### What the task asks
Display, copied out in full, every line below that contains the word "marking".

### Records for the task
..............................
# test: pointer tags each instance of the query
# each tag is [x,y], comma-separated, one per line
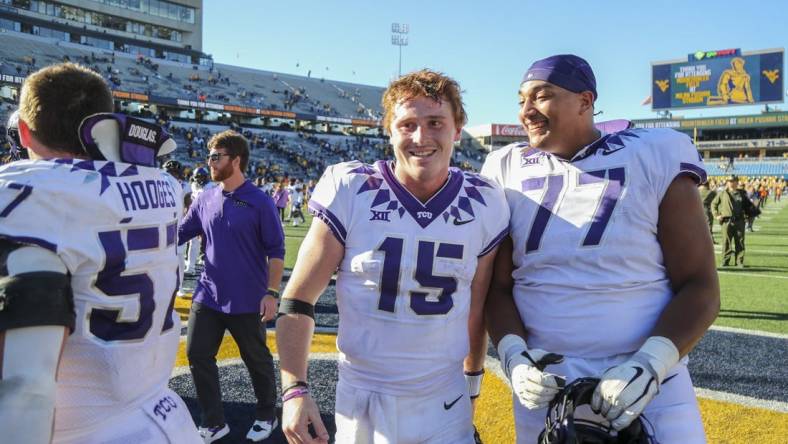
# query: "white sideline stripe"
[493,366]
[765,334]
[718,249]
[775,406]
[752,274]
[184,369]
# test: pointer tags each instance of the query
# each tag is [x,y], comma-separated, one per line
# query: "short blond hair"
[55,99]
[424,83]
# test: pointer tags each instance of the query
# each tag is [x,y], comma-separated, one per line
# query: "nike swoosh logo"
[451,404]
[609,151]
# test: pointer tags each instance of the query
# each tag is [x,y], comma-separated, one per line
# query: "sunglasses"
[215,157]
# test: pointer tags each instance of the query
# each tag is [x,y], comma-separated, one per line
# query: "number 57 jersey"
[113,225]
[403,286]
[589,274]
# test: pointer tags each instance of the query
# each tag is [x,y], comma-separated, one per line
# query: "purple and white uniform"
[403,287]
[113,225]
[590,280]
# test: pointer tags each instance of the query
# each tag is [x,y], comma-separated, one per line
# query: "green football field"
[756,297]
[737,368]
[753,298]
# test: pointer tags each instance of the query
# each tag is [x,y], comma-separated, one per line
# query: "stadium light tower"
[399,37]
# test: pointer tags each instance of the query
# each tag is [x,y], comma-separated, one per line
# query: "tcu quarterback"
[88,272]
[412,243]
[609,268]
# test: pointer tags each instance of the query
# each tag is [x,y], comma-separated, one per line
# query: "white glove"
[524,368]
[625,390]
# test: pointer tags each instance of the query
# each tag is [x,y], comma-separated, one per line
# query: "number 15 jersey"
[589,274]
[403,287]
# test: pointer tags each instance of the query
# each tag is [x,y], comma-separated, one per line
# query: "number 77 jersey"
[403,287]
[586,255]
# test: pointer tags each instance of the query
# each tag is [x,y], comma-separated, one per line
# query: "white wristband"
[508,346]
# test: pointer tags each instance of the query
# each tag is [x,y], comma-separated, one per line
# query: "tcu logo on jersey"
[380,215]
[164,406]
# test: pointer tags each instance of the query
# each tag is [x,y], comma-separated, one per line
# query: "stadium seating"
[23,53]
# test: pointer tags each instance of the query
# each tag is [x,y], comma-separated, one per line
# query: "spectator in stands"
[239,287]
[281,196]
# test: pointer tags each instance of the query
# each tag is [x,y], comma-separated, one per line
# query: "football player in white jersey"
[88,271]
[609,263]
[412,242]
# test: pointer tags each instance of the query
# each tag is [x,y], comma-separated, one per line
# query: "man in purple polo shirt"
[238,290]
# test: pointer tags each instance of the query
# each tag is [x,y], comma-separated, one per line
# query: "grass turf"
[753,298]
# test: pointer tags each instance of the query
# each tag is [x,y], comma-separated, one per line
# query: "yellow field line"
[725,423]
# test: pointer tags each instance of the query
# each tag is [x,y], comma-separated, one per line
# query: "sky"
[488,45]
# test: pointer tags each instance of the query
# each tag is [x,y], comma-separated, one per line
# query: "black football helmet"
[561,427]
[12,136]
[173,167]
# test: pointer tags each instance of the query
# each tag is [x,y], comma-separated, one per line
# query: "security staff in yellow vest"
[730,208]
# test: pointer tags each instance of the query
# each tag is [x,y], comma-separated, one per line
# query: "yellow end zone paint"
[725,423]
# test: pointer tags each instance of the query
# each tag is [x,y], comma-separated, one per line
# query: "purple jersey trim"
[494,243]
[32,241]
[437,203]
[693,171]
[330,219]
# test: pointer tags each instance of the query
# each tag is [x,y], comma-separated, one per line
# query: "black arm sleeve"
[34,298]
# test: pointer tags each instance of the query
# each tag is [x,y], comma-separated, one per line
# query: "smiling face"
[221,168]
[554,117]
[423,133]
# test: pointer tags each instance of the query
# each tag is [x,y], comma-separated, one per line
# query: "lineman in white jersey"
[413,241]
[608,262]
[88,269]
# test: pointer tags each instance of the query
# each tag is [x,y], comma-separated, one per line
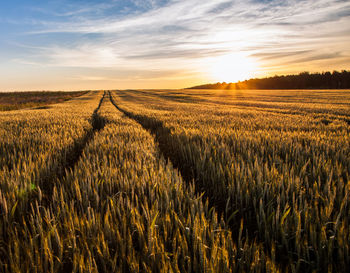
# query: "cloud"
[178,34]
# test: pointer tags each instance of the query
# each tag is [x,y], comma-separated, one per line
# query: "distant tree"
[304,80]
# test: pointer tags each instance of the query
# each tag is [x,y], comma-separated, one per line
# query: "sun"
[233,67]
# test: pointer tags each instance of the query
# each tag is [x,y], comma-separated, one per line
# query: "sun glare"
[233,67]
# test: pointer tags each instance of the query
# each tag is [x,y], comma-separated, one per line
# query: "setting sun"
[233,67]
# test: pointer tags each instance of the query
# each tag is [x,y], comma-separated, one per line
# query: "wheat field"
[177,181]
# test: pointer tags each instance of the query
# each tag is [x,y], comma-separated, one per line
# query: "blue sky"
[90,44]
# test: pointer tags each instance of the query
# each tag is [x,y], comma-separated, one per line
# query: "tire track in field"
[166,143]
[48,183]
[41,196]
[49,177]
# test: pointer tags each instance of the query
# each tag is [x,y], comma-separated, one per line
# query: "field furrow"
[286,178]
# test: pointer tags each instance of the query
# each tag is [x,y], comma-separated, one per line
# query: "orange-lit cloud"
[172,44]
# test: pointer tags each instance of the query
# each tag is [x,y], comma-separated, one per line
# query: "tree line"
[304,80]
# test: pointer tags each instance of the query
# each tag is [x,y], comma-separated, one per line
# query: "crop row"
[119,208]
[285,176]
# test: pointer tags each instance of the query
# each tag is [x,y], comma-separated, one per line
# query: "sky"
[121,44]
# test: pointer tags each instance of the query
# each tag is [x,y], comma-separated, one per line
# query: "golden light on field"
[233,67]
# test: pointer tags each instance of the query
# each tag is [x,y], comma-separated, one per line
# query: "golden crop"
[177,181]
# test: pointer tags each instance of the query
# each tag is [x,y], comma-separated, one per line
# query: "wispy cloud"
[157,34]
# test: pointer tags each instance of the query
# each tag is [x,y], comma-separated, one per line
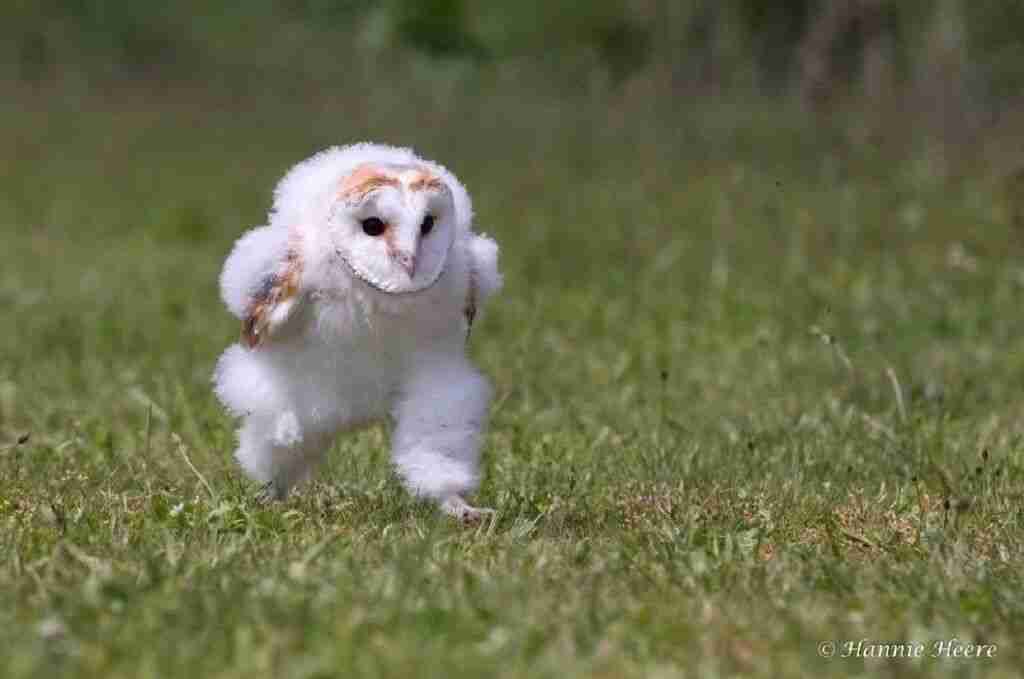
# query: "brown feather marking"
[470,309]
[363,180]
[278,288]
[426,181]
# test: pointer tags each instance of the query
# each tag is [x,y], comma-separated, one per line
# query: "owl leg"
[273,451]
[439,419]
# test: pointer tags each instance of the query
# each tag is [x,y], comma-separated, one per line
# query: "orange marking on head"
[425,181]
[364,179]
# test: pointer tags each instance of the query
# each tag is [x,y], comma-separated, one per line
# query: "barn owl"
[356,301]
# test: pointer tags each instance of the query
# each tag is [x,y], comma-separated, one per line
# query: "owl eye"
[373,226]
[427,225]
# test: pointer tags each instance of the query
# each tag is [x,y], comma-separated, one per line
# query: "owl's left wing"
[484,279]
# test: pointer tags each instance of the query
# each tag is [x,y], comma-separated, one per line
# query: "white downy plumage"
[356,301]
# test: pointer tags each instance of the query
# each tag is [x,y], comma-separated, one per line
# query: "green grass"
[697,454]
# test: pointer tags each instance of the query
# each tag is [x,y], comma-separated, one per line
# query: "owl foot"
[458,508]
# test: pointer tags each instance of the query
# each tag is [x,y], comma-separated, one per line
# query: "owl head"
[383,213]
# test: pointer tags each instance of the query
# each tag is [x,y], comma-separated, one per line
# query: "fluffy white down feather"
[344,353]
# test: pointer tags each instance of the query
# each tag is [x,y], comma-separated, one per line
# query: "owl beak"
[408,261]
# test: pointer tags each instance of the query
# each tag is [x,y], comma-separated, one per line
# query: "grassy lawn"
[757,389]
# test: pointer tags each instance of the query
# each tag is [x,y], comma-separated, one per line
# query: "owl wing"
[484,280]
[260,283]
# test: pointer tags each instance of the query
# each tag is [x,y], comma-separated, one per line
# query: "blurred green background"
[966,57]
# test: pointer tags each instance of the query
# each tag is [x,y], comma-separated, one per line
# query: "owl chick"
[356,301]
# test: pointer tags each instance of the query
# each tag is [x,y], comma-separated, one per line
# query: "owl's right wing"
[260,283]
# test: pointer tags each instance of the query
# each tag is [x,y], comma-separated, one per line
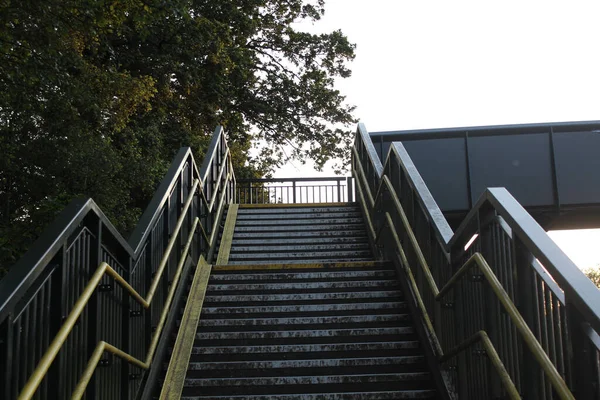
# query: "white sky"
[434,64]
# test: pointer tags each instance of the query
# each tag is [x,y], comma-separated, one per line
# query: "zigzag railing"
[60,308]
[514,316]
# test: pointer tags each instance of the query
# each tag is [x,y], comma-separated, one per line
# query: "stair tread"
[322,333]
[297,315]
[307,348]
[302,297]
[302,275]
[374,395]
[314,363]
[307,380]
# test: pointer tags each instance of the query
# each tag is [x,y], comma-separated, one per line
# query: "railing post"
[583,357]
[294,191]
[531,374]
[350,197]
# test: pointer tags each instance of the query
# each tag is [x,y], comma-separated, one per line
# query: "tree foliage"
[594,275]
[96,96]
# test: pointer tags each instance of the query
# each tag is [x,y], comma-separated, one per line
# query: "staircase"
[299,234]
[328,322]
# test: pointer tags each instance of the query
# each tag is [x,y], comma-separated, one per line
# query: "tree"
[594,275]
[97,96]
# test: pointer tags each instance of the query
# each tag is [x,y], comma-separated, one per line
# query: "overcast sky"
[430,64]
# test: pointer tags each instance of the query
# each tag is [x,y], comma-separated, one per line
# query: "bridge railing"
[295,190]
[83,294]
[506,312]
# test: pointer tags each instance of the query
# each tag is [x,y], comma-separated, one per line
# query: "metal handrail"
[104,269]
[534,346]
[538,352]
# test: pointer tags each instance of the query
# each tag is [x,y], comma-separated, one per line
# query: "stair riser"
[307,388]
[297,216]
[304,298]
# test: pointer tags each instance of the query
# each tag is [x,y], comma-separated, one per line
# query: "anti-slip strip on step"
[295,228]
[302,262]
[308,348]
[271,247]
[298,216]
[337,285]
[331,240]
[308,380]
[318,363]
[299,221]
[302,275]
[246,323]
[234,255]
[267,310]
[375,395]
[296,208]
[319,333]
[318,298]
[274,267]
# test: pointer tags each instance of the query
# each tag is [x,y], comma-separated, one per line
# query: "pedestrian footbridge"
[334,288]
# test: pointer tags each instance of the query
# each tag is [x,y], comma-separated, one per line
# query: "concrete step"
[261,367]
[350,213]
[325,226]
[299,255]
[335,286]
[293,350]
[288,275]
[374,395]
[208,312]
[355,232]
[303,298]
[308,384]
[295,323]
[301,240]
[299,209]
[272,261]
[286,248]
[307,380]
[323,335]
[322,220]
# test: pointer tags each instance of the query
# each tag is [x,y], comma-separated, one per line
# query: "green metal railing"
[85,312]
[503,325]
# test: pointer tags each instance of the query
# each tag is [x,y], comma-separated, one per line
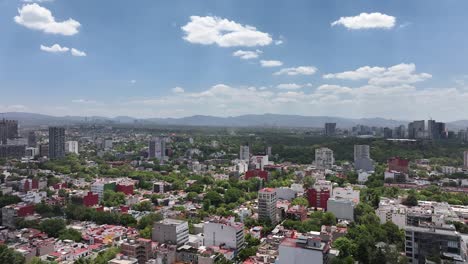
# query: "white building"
[244,153]
[267,199]
[302,250]
[224,231]
[465,159]
[157,148]
[343,209]
[171,231]
[71,147]
[324,158]
[286,193]
[259,161]
[347,193]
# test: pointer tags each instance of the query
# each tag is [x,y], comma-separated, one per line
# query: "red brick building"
[256,173]
[398,164]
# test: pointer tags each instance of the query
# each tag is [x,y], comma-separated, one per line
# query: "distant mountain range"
[264,120]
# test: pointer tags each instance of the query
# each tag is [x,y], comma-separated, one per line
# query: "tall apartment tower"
[244,153]
[157,148]
[465,159]
[267,199]
[330,129]
[56,142]
[324,158]
[8,130]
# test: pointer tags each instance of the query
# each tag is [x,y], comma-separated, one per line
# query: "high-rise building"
[32,141]
[416,129]
[330,129]
[157,148]
[362,160]
[465,159]
[267,199]
[244,153]
[71,147]
[324,158]
[8,130]
[56,142]
[171,231]
[319,194]
[424,242]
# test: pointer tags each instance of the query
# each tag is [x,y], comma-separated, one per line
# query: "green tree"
[52,227]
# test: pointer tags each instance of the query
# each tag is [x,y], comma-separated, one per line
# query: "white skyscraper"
[157,148]
[465,159]
[324,158]
[244,153]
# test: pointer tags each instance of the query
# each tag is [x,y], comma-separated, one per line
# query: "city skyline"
[181,59]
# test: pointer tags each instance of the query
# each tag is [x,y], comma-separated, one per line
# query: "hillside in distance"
[263,120]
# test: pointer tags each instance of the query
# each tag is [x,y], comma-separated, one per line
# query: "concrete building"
[465,159]
[139,249]
[267,199]
[416,129]
[362,160]
[71,147]
[259,161]
[157,148]
[171,231]
[319,194]
[324,158]
[343,209]
[224,232]
[244,153]
[330,129]
[422,243]
[303,250]
[100,186]
[8,130]
[56,142]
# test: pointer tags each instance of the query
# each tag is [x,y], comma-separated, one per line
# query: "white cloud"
[301,70]
[210,30]
[37,1]
[247,54]
[398,74]
[289,86]
[178,90]
[367,21]
[56,48]
[77,53]
[34,16]
[83,101]
[270,63]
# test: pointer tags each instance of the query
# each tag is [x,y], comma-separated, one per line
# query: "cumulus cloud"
[210,30]
[77,53]
[292,86]
[301,70]
[366,21]
[270,63]
[56,48]
[34,16]
[178,90]
[247,54]
[398,74]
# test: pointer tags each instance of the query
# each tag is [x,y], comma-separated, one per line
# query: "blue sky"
[395,59]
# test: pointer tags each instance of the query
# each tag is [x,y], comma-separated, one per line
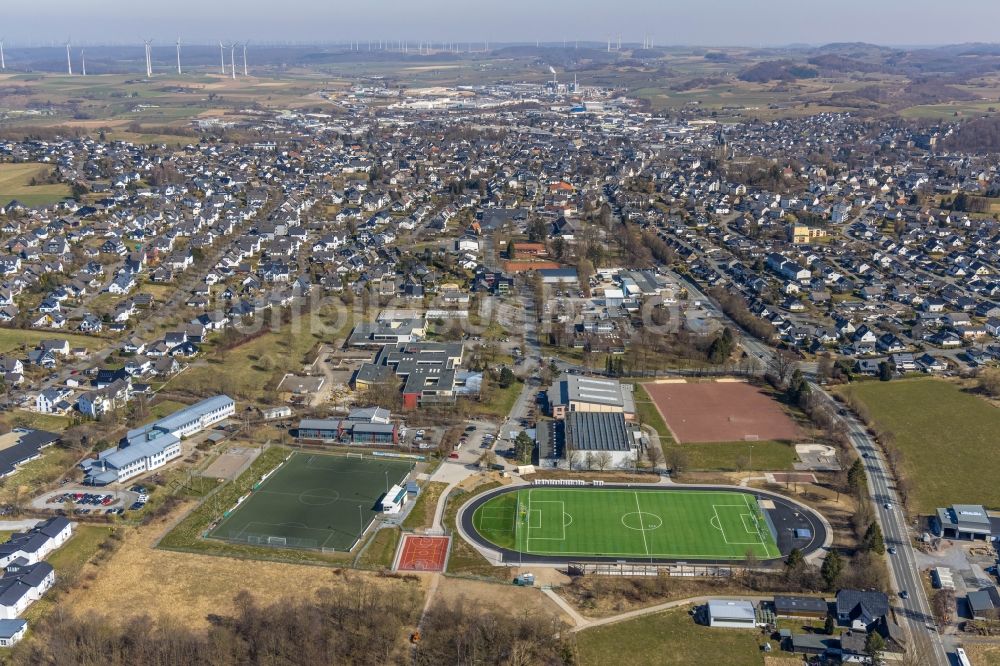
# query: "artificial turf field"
[664,524]
[311,501]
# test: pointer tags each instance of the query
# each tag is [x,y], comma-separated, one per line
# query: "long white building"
..............................
### Task output
# query: "brown feather marking"
# query: "orange marking on head"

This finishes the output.